** Opening DATA SECTION block **

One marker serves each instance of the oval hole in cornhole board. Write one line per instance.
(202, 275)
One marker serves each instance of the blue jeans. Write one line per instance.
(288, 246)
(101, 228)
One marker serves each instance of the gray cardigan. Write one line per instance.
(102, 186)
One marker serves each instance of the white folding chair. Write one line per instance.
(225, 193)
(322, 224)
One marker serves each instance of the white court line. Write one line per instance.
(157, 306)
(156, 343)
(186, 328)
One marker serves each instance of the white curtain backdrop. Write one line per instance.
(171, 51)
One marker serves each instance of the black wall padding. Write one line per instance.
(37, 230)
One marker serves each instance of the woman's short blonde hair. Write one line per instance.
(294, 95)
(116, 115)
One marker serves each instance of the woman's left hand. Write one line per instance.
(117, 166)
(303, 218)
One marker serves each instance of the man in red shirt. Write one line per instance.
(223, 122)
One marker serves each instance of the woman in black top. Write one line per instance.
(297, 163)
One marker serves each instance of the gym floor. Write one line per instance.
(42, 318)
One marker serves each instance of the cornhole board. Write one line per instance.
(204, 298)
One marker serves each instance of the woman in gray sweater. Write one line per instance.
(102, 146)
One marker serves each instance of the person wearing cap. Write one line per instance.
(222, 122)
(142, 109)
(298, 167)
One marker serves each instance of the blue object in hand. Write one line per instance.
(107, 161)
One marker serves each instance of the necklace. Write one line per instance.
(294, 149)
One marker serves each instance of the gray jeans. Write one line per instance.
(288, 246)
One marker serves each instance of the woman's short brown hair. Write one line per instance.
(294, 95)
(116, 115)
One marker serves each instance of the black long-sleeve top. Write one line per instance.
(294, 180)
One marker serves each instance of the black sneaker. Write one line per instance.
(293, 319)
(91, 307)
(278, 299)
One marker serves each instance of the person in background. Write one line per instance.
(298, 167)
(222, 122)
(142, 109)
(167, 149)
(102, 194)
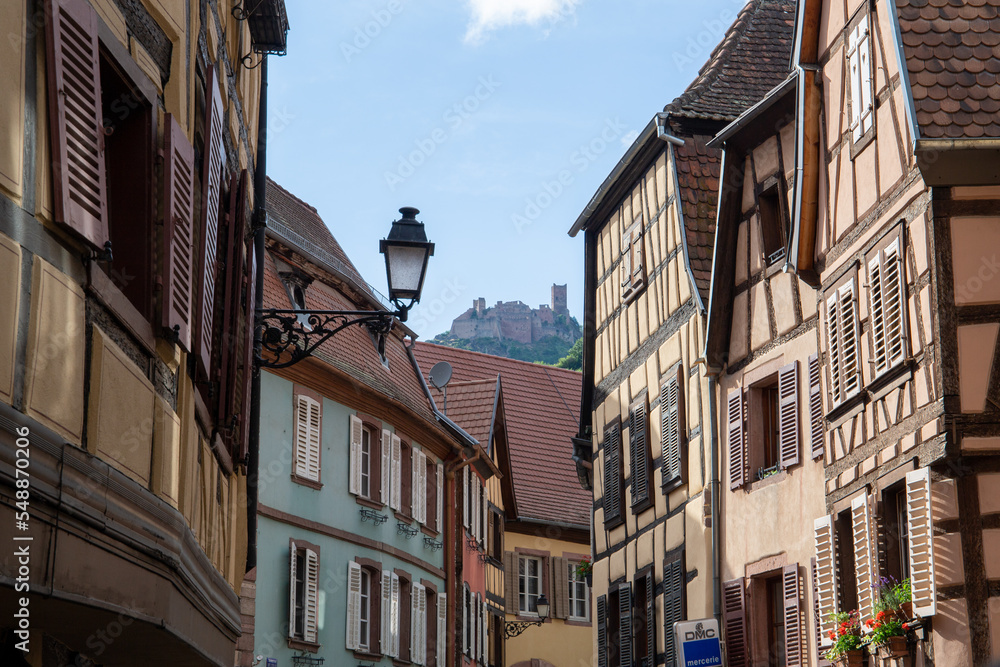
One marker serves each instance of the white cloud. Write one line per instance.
(489, 15)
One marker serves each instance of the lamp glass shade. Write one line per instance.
(542, 607)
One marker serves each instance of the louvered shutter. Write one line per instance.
(397, 474)
(602, 631)
(734, 618)
(625, 624)
(793, 626)
(178, 232)
(385, 457)
(864, 563)
(649, 623)
(312, 597)
(76, 119)
(670, 435)
(920, 535)
(825, 536)
(673, 605)
(442, 638)
(215, 159)
(353, 605)
(815, 408)
(292, 573)
(612, 474)
(737, 447)
(788, 414)
(640, 457)
(385, 614)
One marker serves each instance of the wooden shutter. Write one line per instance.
(864, 563)
(737, 446)
(385, 458)
(76, 120)
(788, 414)
(510, 575)
(612, 473)
(670, 433)
(825, 536)
(735, 621)
(794, 654)
(625, 624)
(215, 159)
(560, 593)
(353, 605)
(639, 453)
(673, 604)
(920, 536)
(178, 232)
(815, 408)
(602, 631)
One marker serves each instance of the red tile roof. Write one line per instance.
(542, 406)
(952, 51)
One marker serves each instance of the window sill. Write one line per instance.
(304, 481)
(301, 645)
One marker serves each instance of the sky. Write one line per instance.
(498, 119)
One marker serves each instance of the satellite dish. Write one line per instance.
(441, 374)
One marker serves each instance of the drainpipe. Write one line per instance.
(259, 223)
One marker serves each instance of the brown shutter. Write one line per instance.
(560, 597)
(602, 631)
(734, 619)
(788, 415)
(639, 454)
(815, 408)
(178, 232)
(737, 450)
(76, 123)
(625, 624)
(510, 575)
(211, 182)
(793, 626)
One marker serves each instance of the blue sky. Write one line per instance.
(498, 119)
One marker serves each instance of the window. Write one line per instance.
(529, 570)
(579, 595)
(842, 340)
(773, 228)
(633, 275)
(303, 604)
(887, 305)
(860, 71)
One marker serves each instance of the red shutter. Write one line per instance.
(211, 183)
(793, 626)
(815, 408)
(788, 415)
(178, 232)
(76, 120)
(734, 619)
(737, 449)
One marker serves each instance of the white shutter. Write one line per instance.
(386, 456)
(357, 433)
(385, 614)
(291, 591)
(921, 541)
(353, 605)
(442, 636)
(312, 596)
(826, 574)
(397, 471)
(440, 497)
(865, 563)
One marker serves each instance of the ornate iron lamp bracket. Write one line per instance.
(289, 336)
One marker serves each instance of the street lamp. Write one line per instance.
(514, 628)
(291, 335)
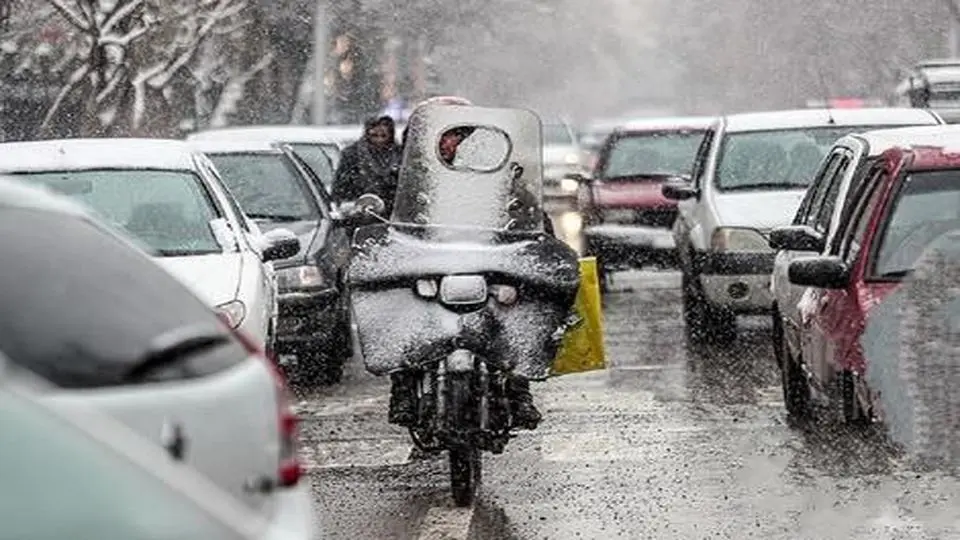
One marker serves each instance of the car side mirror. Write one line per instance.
(369, 203)
(797, 238)
(280, 244)
(821, 272)
(578, 178)
(679, 190)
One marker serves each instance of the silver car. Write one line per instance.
(75, 473)
(109, 328)
(750, 175)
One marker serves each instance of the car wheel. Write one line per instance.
(777, 337)
(796, 391)
(853, 413)
(705, 323)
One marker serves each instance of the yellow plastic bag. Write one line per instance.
(582, 346)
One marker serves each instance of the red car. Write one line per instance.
(626, 219)
(907, 198)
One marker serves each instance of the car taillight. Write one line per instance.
(289, 469)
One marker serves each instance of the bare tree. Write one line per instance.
(134, 66)
(6, 8)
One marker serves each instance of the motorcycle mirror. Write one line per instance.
(370, 203)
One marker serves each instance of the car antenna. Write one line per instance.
(826, 97)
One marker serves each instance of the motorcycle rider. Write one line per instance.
(403, 387)
(369, 165)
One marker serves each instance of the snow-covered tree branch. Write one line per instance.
(129, 66)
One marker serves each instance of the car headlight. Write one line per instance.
(738, 239)
(232, 313)
(301, 277)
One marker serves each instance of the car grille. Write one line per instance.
(661, 217)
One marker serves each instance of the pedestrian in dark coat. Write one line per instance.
(370, 165)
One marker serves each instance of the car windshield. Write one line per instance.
(89, 306)
(557, 135)
(267, 186)
(48, 462)
(927, 206)
(776, 159)
(170, 212)
(654, 153)
(318, 158)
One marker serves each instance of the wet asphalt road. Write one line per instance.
(669, 442)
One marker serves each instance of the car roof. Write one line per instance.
(880, 140)
(801, 118)
(933, 146)
(259, 146)
(667, 123)
(19, 194)
(84, 154)
(281, 133)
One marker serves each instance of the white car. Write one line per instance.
(562, 158)
(306, 140)
(749, 176)
(315, 145)
(169, 198)
(112, 331)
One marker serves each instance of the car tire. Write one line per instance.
(776, 334)
(704, 322)
(796, 391)
(853, 413)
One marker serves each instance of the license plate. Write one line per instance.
(620, 216)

** Closing DATA SECTION block **

> WHAT IS EXPECTED
Reproduce the data above without a single change, please, but without its pictures.

> ANSWER TO THE PROBLEM
One marker serves each instance of the oval hole in cornhole board. Write one line per instance.
(202, 275)
One marker serves each instance of the blue jeans. Write one line per instance.
(288, 246)
(101, 228)
One marker serves each instance of the gray cardigan. Write one line per instance.
(102, 186)
One marker serves each instance of the white folding chair. Write one line per instance.
(225, 193)
(322, 224)
One marker serves each instance of the white court line. Write one line per instance.
(157, 306)
(156, 343)
(186, 328)
One marker serves each instance of the white curtain backdrop. Write one line per instance.
(171, 51)
One marker serves each instance of the black wall padding. Write one line per instance.
(37, 230)
One marker serves each instance of the woman's short blonde hair. Write one line per instance.
(294, 95)
(116, 115)
One marker serves each instance of the woman's left hand. Write one line per instance.
(117, 166)
(303, 218)
One marker serves each instance of the man in red shirt. Write one line per instance.
(223, 122)
One marker serves each instance of the woman in black top. Write one line per instance.
(297, 163)
One marker serves each instance of the gym floor. Write one line per instance.
(42, 318)
One marker serves each instance of the cornhole board. Write one line per instance.
(204, 298)
One marker serves each instance of the woman in gray sweater. Write one line per instance.
(102, 146)
One marker serves each instance of the person wearing cap. Write one line per instance.
(222, 122)
(142, 109)
(298, 167)
One marker serves each instance of the blue object in hand. Write one line per instance.
(107, 161)
One marker serves each instance of the necklace. Write one line per instance.
(294, 149)
One marker serves each instance of the gray jeans. Write one line per instance.
(288, 246)
One marker serves each instance of the woman's short brown hair. Write one line per instance.
(294, 95)
(116, 115)
One marker serves each instance of the black long-sleeve top. Write one line per instance.
(294, 180)
One marker serves each instance of the black sneaker. Write one line per instance.
(293, 319)
(91, 307)
(278, 299)
One marker serves each instance of the person in background. Write one line per instance.
(298, 167)
(222, 122)
(142, 109)
(167, 149)
(102, 194)
One marker serves each instance of the white cloud. Write one line per instance.
(489, 15)
One marker serves each instance of the lamp glass shade. Write one line per instance.
(542, 607)
One marker serves each instance of the louvered shutter. Write one line per instance.
(397, 474)
(602, 631)
(734, 618)
(625, 624)
(793, 626)
(178, 232)
(385, 457)
(864, 563)
(649, 623)
(312, 597)
(76, 119)
(670, 435)
(920, 535)
(825, 536)
(673, 605)
(442, 638)
(215, 159)
(353, 605)
(815, 408)
(292, 573)
(612, 474)
(737, 447)
(788, 414)
(640, 457)
(385, 614)
One marker serves each instance of the wooden shutter. Write one line per instance.
(864, 563)
(737, 446)
(385, 458)
(76, 120)
(788, 414)
(510, 575)
(612, 473)
(670, 433)
(825, 536)
(735, 621)
(794, 654)
(625, 624)
(215, 159)
(560, 593)
(353, 605)
(639, 453)
(673, 604)
(920, 536)
(178, 232)
(815, 408)
(602, 631)
One marker serves each instance of the red tile roof. Write one line per instance.
(542, 406)
(952, 51)
One marker serves each instance of the window sill. Write one line per instance.
(304, 481)
(301, 645)
One marker serves each instance of the sky. Write one line per instance.
(498, 119)
One marker serves each instance of the satellite dish. Write one line per instance.
(441, 374)
One marker serves each instance of the drainpipe. Write one line per instance.
(259, 223)
One marker serves each instance of the brown shutter. Write one line per instance.
(560, 597)
(602, 631)
(734, 619)
(788, 415)
(639, 454)
(815, 408)
(178, 232)
(737, 450)
(76, 123)
(625, 624)
(510, 575)
(211, 182)
(793, 626)
One marker serves each instance of the blue sky. Write one line per instance.
(498, 119)
One marker serves each instance of the window. Write one line per instance.
(529, 570)
(579, 595)
(842, 340)
(773, 228)
(633, 275)
(303, 604)
(887, 305)
(860, 71)
One marker serves each instance of the red shutter. Write one line per instance.
(211, 183)
(793, 626)
(815, 408)
(788, 415)
(178, 232)
(76, 120)
(734, 619)
(737, 449)
One marker serves each instance of the white shutter. Write one line per instance.
(386, 456)
(357, 433)
(385, 614)
(291, 591)
(921, 541)
(353, 605)
(442, 636)
(312, 596)
(826, 574)
(397, 471)
(440, 497)
(865, 563)
One marker serves each instance of the ornate iron lamp bracket. Write one line per instance.
(289, 336)
One marker serves each instance of the street lamp. Write one line per instance.
(514, 628)
(291, 335)
One marker serves each instance of the car side mirror. Write one line per instance.
(369, 203)
(797, 238)
(280, 244)
(821, 272)
(578, 178)
(679, 190)
One marker serves each instance of the silver car. Write one line per instance.
(75, 473)
(109, 328)
(750, 175)
One marker serves each instance of the car wheel. Write one line per instance.
(777, 337)
(796, 391)
(853, 413)
(705, 323)
One marker serves each instance of the yellow plastic bag. Write one line per instance.
(582, 346)
One marker serves each instance of the red car. Write one line per instance.
(626, 219)
(907, 198)
One marker serves each instance of the car taillight. Write one line per instance.
(289, 469)
One marker serves each instance of the bare tree. Write one line per instance.
(134, 66)
(6, 8)
One marker serves each instance of the motorcycle mirror. Write one line per instance.
(370, 203)
One marker serves each instance of the car antenna. Write one line per instance.
(826, 97)
One marker serves each instance of the motorcycle rider. Write one line per instance.
(403, 387)
(369, 165)
One marker serves each instance of the snow-covered tree branch. Write one line per instance.
(129, 66)
One marker serves each instance of the car headlight. Write one line per instance.
(738, 239)
(232, 313)
(301, 277)
One marker serves each instance of the car grille. Write one line per instance.
(661, 217)
One marker serves each instance of the pedestrian in dark coat. Write one line per instance.
(370, 165)
One marker serves each instance of the car windshield. Write one line per instance.
(89, 306)
(557, 135)
(267, 186)
(48, 462)
(927, 206)
(776, 159)
(170, 212)
(654, 153)
(318, 158)
One marker serves each instance of the wet asphalt road. Write one line per instance.
(669, 442)
One marker serves each instance of the car roof. Write one line per instance.
(880, 140)
(801, 118)
(933, 146)
(259, 146)
(667, 123)
(19, 194)
(84, 154)
(281, 133)
One marker serves each instance of the white car. Write one line per instance.
(562, 158)
(306, 140)
(749, 176)
(315, 145)
(169, 198)
(112, 331)
One marker serves each instance of the car tire. Write one line per instance.
(776, 334)
(704, 322)
(796, 391)
(853, 413)
One marker serves each instance of the license plate. Write one line per instance.
(620, 216)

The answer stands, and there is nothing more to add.